=== TEXTO PARA LEER ===
════════════════════

El arte es como la democracia: para alcanzar su plenitud debe permear por completo la estructura social.

Así, ni la democracia es cabal cuando sólo se restringe a lo electoral, ni el arte logra su expresión plena cuando se le ubica exclusivamente en el museo.

Puedo sostener como válidas estas breves aseveraciones, pues las avala el hecho que he realizado innumerables exposiciones más allá de los escenarios tradicionales de la cultura y estoy convencida que ninguna institución pública o privada debiera quedar exenta de la responsabilidad de promover la difusión del arte.

Así ocurrió, con buena fortuna, con motivo del 150 aniversario del Tribunal Superior de Justicia del Distrito Federal, donde expuse parte de mi obra reciente. La muestra se colocó en el área de recepción del edificio, justamente por donde cruzan a diario cientos de ciudadanos.

Por cierto, en esta ocasión pinté búhos, esas aves que suelen asociarse al universo de las leyes. Tracé sus figuras sobre unas láminas, pero no, como pudiera pensarse, en superficies tersas e intactas, sino tal y como las adquiero: dobladas y rugosas, pues provienen de desechos de muebles y utensilios que cumplieron su ciclo de uso y han sido botados a la basura por sus dueños, ya sea que se trate de la puerta de una estufa vieja, un anafre arrumbado o una gaveta oxidada.

En estas obras opté por la imagen de un animal que desde mi niñez me pareció verdaderamente enigmático. No puedo decir que por aquellos años haya visto un búho en pleno vuelo, ya que en el cielo de Monterrey, mi tierra natal, difícilmente podría llegar a encontrarse uno. Al búho lo descubrí en mi hogar, pues mis padres, tan apegados a los libros, me mostraban el mundo a través de ellos, de modo que entre páginas impresas conocí, además de muchas otras cuestiones, la diversidad vegetal y animal del universo, especialmente la de México. Quizá de esa manera mi padre y mi madre quisieron compensar para mí las carencias del desierto, con su flora y fauna tan particular.

════════════════════

=== DESCRIPCIÓN DEL EJERCICIO ===
Por favor, continúa el texto sobre el arte y los búhos a partir de su última oración.

════════════════════

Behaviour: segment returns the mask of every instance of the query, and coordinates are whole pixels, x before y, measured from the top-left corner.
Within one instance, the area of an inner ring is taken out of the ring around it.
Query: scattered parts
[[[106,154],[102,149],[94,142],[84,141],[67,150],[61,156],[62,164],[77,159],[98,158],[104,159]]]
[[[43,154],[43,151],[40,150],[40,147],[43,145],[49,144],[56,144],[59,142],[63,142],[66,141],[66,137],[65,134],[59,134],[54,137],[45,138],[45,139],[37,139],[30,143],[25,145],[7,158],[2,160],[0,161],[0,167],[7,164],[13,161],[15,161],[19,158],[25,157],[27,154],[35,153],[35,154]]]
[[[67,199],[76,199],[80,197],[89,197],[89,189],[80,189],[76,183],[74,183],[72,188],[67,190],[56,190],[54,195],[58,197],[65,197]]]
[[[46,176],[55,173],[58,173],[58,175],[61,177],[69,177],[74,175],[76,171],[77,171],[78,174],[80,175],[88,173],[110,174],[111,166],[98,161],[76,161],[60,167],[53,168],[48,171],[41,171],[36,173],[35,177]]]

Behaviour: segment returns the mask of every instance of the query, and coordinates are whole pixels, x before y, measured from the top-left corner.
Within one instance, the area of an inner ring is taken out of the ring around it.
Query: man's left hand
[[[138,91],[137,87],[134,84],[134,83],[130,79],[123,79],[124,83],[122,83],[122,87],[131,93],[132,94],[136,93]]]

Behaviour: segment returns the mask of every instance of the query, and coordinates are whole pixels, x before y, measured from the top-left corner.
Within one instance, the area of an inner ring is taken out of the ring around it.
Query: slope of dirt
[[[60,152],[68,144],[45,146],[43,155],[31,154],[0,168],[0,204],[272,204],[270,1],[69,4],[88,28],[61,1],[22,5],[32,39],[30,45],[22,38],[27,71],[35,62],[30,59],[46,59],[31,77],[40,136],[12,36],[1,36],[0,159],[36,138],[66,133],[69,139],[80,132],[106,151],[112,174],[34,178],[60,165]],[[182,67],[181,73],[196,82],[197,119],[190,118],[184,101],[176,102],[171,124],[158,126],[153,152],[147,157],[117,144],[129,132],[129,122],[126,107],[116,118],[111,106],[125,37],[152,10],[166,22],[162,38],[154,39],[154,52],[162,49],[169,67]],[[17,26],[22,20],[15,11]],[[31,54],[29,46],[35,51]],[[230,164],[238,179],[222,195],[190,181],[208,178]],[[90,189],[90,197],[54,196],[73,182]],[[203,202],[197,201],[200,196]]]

════════════════════

=== RESPUESTA DEL EJERCICIO ===
La primera vez que vi un búho real fue en la sala de mi casa, aunque, insisto, no volando: estaba ahí, fijo, inamovible, tras una perfecta técnica de disecación. Sin embargo, parecía tener vida en su mirada penetrante, en su pico curvado, en sus garras inmensas y su majestuoso plumaje, el mismo que yo después llegaría a acariciar cotidianamente, como si fuera uno de mis juguetes favoritos. ¡Claro!, una vez que logré perderle el miedo. No sé si realmente así era o la imaginación de mis primeros años me lo reveló de ese modo, pues hasta los días actuales conservo esa visión entre real y legendaria, de acuerdo a los cuentos que mi padre me relataba y que con seguridad avivaron mi fantasía.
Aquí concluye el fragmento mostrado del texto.